> Problem to solve:
Show each line of the data below that contains the string "Category". Case counts.
- - - - - - -
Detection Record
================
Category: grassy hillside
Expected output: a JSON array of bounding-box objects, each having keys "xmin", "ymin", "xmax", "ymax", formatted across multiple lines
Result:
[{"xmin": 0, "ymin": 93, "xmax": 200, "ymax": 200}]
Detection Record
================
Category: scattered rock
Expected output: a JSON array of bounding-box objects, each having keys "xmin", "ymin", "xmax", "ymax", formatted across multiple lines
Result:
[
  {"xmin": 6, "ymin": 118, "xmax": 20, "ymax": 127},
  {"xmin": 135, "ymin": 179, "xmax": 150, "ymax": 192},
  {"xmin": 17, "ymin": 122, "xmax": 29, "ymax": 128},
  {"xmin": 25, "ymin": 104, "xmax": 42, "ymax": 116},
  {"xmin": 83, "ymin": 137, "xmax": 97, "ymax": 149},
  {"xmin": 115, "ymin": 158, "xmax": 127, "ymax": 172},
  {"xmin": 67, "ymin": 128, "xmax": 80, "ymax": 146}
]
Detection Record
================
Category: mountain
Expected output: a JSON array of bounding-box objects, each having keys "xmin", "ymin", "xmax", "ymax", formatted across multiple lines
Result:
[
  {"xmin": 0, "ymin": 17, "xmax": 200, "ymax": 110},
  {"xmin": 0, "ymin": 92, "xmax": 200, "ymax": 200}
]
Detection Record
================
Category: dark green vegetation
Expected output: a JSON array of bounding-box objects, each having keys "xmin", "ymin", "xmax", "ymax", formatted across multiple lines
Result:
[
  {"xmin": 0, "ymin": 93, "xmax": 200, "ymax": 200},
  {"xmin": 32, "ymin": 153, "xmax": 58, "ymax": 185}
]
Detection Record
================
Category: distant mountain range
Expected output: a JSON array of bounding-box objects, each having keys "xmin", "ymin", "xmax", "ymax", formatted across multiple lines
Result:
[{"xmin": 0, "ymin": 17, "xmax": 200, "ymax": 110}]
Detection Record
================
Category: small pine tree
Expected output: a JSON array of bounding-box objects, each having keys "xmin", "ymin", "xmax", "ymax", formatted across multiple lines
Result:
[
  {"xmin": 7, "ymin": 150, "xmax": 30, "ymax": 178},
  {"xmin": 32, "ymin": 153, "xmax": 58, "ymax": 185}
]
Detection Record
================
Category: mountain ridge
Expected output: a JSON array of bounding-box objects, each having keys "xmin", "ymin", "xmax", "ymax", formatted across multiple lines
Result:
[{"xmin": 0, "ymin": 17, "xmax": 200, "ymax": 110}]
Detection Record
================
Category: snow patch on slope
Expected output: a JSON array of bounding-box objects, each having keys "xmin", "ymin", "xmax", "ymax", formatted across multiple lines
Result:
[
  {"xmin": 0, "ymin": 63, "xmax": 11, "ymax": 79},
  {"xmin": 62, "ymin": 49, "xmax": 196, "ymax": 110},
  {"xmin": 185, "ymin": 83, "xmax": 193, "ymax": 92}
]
- - - - - - -
> Exercise response:
Category: grassy hillside
Category: scattered rock
Category: mountain
Category: dark green vegetation
Category: distant mountain range
Category: small pine tree
Category: mountain ridge
Category: snow patch on slope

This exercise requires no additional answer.